Dataset records
++++
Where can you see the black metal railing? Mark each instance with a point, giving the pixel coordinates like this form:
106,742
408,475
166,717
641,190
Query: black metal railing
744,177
++++
• **Task prompt**
Repeat the records, every one of them, without any deviation.

• **Answer to this exercise**
Where can you see the black metal railing? Mark each instance with a point, giving the pixel coordinates like this form:
106,742
408,475
166,717
641,190
Query: black metal railing
744,177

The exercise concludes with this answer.